# [Data records]

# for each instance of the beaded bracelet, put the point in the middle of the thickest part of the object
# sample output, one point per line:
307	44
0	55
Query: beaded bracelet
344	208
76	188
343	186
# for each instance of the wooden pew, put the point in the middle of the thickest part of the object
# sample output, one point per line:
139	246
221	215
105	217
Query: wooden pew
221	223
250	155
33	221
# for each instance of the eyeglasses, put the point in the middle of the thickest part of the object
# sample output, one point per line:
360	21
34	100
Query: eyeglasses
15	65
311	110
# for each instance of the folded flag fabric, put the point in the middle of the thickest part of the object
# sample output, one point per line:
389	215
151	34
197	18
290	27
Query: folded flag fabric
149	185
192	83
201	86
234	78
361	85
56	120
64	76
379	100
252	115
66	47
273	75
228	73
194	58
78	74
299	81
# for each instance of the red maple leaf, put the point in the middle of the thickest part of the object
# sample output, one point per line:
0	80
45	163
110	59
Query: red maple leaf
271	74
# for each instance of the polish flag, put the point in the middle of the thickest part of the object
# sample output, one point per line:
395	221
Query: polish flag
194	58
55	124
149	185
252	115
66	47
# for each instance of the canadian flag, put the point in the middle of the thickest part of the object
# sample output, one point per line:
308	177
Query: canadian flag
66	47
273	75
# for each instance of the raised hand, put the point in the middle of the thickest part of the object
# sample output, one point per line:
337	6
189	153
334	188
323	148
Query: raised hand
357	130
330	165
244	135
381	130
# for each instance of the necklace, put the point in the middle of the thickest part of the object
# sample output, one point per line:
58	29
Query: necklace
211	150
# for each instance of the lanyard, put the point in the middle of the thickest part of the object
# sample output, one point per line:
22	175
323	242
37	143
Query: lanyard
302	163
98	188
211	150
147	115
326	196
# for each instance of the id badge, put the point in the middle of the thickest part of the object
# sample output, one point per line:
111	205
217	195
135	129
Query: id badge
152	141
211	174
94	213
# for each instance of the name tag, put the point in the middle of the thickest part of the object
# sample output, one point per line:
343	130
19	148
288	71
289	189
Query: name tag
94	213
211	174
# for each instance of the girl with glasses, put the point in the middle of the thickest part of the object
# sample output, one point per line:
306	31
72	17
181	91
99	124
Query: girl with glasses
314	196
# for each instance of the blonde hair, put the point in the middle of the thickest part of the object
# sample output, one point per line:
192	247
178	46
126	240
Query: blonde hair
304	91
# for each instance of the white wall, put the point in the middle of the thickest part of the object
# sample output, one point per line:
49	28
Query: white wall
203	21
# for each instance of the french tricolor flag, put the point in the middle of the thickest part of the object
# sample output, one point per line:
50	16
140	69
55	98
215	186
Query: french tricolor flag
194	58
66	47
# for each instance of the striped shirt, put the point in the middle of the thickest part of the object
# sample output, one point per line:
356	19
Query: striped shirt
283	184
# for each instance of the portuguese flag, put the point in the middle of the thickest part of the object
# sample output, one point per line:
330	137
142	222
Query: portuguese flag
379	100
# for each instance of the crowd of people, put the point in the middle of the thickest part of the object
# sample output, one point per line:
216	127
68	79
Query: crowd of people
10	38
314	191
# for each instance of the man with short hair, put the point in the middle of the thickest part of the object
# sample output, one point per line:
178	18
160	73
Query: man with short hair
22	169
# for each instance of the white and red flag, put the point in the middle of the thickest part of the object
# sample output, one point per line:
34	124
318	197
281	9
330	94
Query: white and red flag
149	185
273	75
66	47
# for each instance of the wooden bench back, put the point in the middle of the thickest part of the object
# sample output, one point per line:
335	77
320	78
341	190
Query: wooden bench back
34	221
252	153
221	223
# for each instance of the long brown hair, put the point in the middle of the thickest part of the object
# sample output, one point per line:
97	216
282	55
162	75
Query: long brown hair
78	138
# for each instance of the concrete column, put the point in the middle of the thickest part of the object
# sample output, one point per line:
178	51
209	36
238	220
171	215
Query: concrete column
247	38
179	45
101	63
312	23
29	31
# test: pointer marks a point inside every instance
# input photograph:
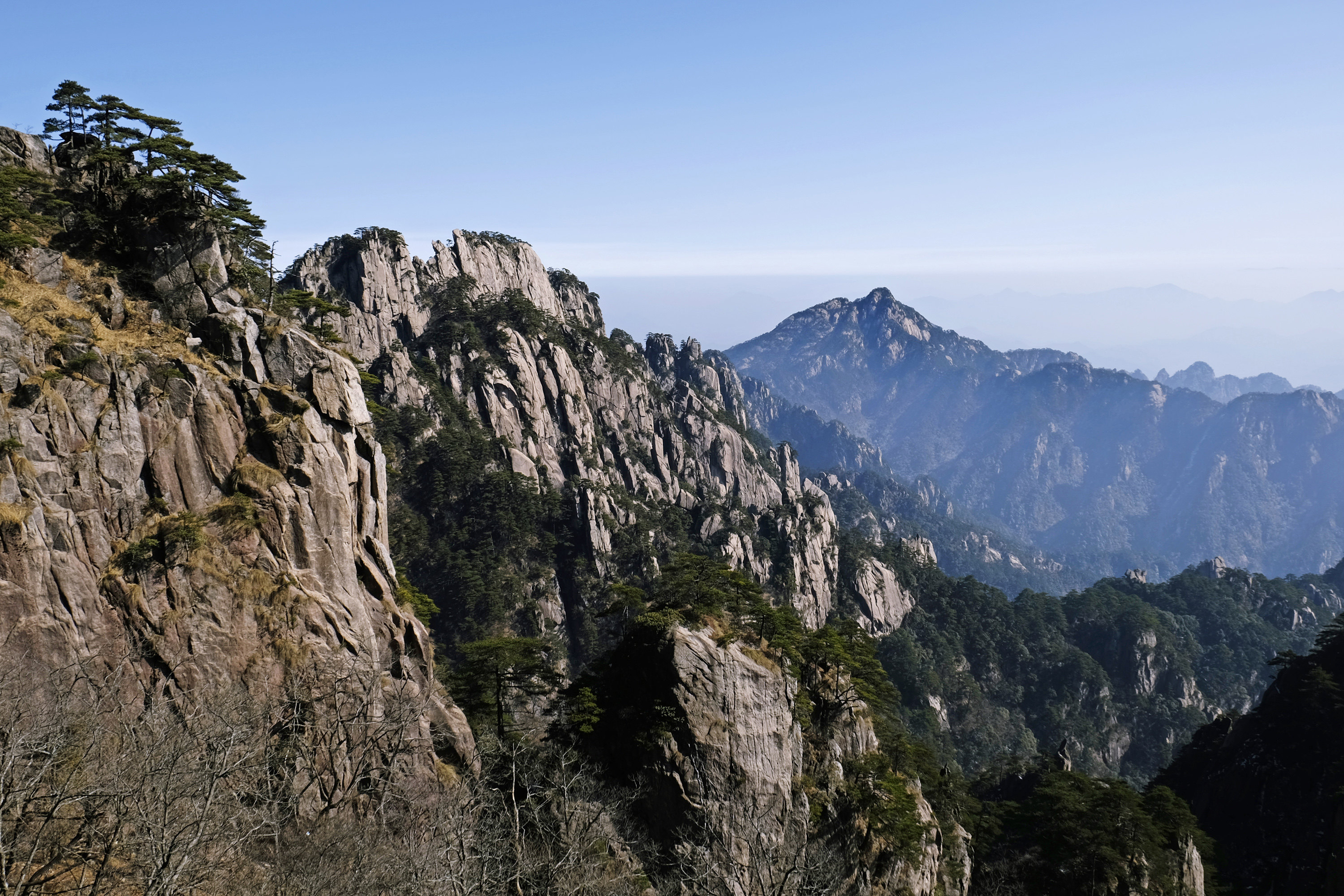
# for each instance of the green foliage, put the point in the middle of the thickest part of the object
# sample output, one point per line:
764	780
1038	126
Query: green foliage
483	237
496	671
310	308
878	801
138	555
1014	675
409	595
80	362
138	171
183	531
1060	832
236	516
582	711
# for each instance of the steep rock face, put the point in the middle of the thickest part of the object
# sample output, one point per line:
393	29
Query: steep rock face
1108	470
209	519
734	773
660	425
1266	785
374	273
1199	377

# [Your goal]
Give every line of the rows above as a JSON list of strings, one string per line, with blank lines left out. Leave the pictures out of the answer.

# [Response]
[
  "# for each instance of the beaded bracelet, put the point in the middle of the thickest part of the object",
  "# sample output, one point per line:",
  "307\t44",
  "0\t55",
  "Query: beaded bracelet",
  "344\t208",
  "76\t188",
  "343\t186",
  "# for each instance of the wooden pew, put the point in the middle of the thickest part of the object",
  "# sample output, one point per line:",
  "139\t246",
  "221\t215",
  "105\t217",
  "Query: wooden pew",
  "221\t223",
  "250\t155",
  "33\t221",
  "# for each instance of the eyeglasses, put the point in the middle of the thickest part of the object",
  "# sample output, one point per line:",
  "360\t21",
  "34\t100",
  "Query: eyeglasses",
  "15\t65",
  "311\t110",
  "# for each instance of the folded flag fabric, put the point in the middle of the thickest part of the object",
  "# sample output, one point per line:",
  "389\t215",
  "151\t34",
  "197\t18",
  "290\t27",
  "Query: folded flag fabric",
  "149\t185",
  "192\t83",
  "201\t86",
  "234\t78",
  "361\t85",
  "56\t120",
  "64\t76",
  "379\t100",
  "252\t115",
  "66\t47",
  "273\t75",
  "228\t73",
  "194\t58",
  "78\t74",
  "299\t81",
  "# for each instance of the red maple leaf, put the point in the middle of the thickest part of the object",
  "# sample output, one point per line:",
  "0\t80",
  "45\t163",
  "110\t59",
  "Query: red maple leaf",
  "271\t74",
  "# for each instance of the polish flag, put the point in the middle of the thickest part of the object",
  "# sample output, one point per line:",
  "395\t221",
  "Query: polish flag",
  "194\t58",
  "55\t124",
  "149\t185",
  "252\t115",
  "66\t47",
  "# for each instance of the canadian flag, put the point in the middle of the thickest part of the object",
  "# sample output, one point per line:",
  "308\t177",
  "Query: canadian flag",
  "66\t47",
  "273\t75",
  "# for each instance of the raised hand, put the point in the middle of the thickest part of the object",
  "# sample output, one point per line:",
  "337\t6",
  "189\t153",
  "334\t188",
  "323\t148",
  "Query: raised hand",
  "357\t130",
  "330\t165",
  "244\t135",
  "381\t130",
  "# for each instance of the necklace, put the point in the middle of the thickest part of the object",
  "# sample output, one point per line:",
  "58\t29",
  "Query: necklace",
  "211\t150",
  "# for each instance of the lanyard, put the point in the middle of the thickest part of the object",
  "# sample output, one point per line:",
  "22\t175",
  "323\t242",
  "37\t143",
  "Query: lanyard",
  "302\t163",
  "98\t188",
  "211\t150",
  "147\t115",
  "326\t196",
  "# for each instance of the id badge, put the point in the middle of the thickest part of the object",
  "# sample output, one point per line:",
  "111\t205",
  "217\t195",
  "135\t129",
  "Query: id badge",
  "152\t141",
  "211\t174",
  "94\t213",
  "# for each instance of the name tag, put the point in the middle of the thickest part of the object",
  "# sample output, one point per line:",
  "343\t130",
  "19\t148",
  "288\t71",
  "289\t189",
  "Query: name tag",
  "94\t213",
  "211\t174",
  "# for each instance of the girl with glasses, put the point in the middle of the thickest part of the object",
  "# sample output, one point per line:",
  "306\t31",
  "72\t17",
  "181\t91",
  "99\t124",
  "Query: girl with glasses",
  "314\t196",
  "# for each instance of the blonde hair, put the point in the middle of the thickest part of the object",
  "# sample output, one point per line:",
  "192\t247",
  "178\t46",
  "126\t240",
  "Query: blonde hair",
  "304\t91",
  "# for each instance of the white wall, put the point in the middle of the thickest part of the object",
  "# sample output, one point per line:",
  "49\t28",
  "Query: white wall",
  "203\t21",
  "# for each instance of the french tricolor flag, put the point in the middle of the thickest part of the object",
  "# sample output, one point per line:",
  "50\t16",
  "140\t69",
  "55\t98",
  "215\t186",
  "Query: french tricolor flag",
  "194\t58",
  "66\t47",
  "# for each instance of the striped shirt, put the point in the middle of the thickest part of the object",
  "# sample output, one point per line:",
  "356\t19",
  "Query: striped shirt",
  "283\t184",
  "# for each instance of the portuguese flag, put the point in the middle of the thickest part of the object",
  "# sample output, one point per line:",
  "330\t137",
  "142\t222",
  "Query: portuguese flag",
  "379\t100",
  "# for each instance of the crowd of people, put the point in the middle of the thickest part of the object",
  "# sample output, one point per line:",
  "216\t127",
  "68\t79",
  "Query: crowd of people",
  "10\t38",
  "314\t191",
  "# for each instance of the man with short hair, put the point in the middle of the thickest part of the object",
  "# sample output, one point per line:",
  "178\t18",
  "160\t73",
  "Query: man with short hair",
  "22\t169",
  "# for each instance of the white and red flag, put the point in the middle of the thickest part of the object",
  "# sample output, one point per line:",
  "34\t124",
  "318\t197",
  "281\t9",
  "330\t94",
  "Query: white and red flag",
  "149\t185",
  "273\t75",
  "66\t47",
  "# for each instance of the wooden bench back, put the point in the middle of the thickest part of the object",
  "# sample output, one point per line:",
  "335\t77",
  "320\t78",
  "341\t190",
  "Query: wooden bench back",
  "34\t221",
  "252\t153",
  "221\t223",
  "# for each instance of the long brown hair, put the point in the middle of the thickest part of the object",
  "# sample output, one point per line:",
  "97\t216",
  "282\t55",
  "162\t75",
  "Query: long brown hair",
  "78\t138",
  "# for each instance of the concrete column, put the point in the middle of the thickest part of the object",
  "# sample output, one point per line:",
  "178\t51",
  "209\t36",
  "238\t220",
  "171\t215",
  "Query: concrete column",
  "247\t38",
  "179\t45",
  "101\t63",
  "312\t23",
  "29\t31",
  "# test: pointer marks a point inside every instance",
  "# input photograph:",
  "# for each instance of the green foliage, put the point in the middle of the thickest part of the object",
  "# sample output, one point per line:",
  "764\t780",
  "1038\t126",
  "Query: green foliage",
  "483\t237",
  "496\t671",
  "310\t308",
  "878\t801",
  "138\t555",
  "1014\t675",
  "409\t595",
  "80\t362",
  "138\t171",
  "183\t531",
  "1060\t832",
  "236\t516",
  "582\t711",
  "# for each instance of the steep rock face, put the point in the middle of the thickest part of the object",
  "# sample output, one point per line:",
  "393\t29",
  "Query: steep rock face",
  "1108\t470",
  "209\t519",
  "734\t773",
  "660\t425",
  "1266\t785",
  "374\t273",
  "1199\t377"
]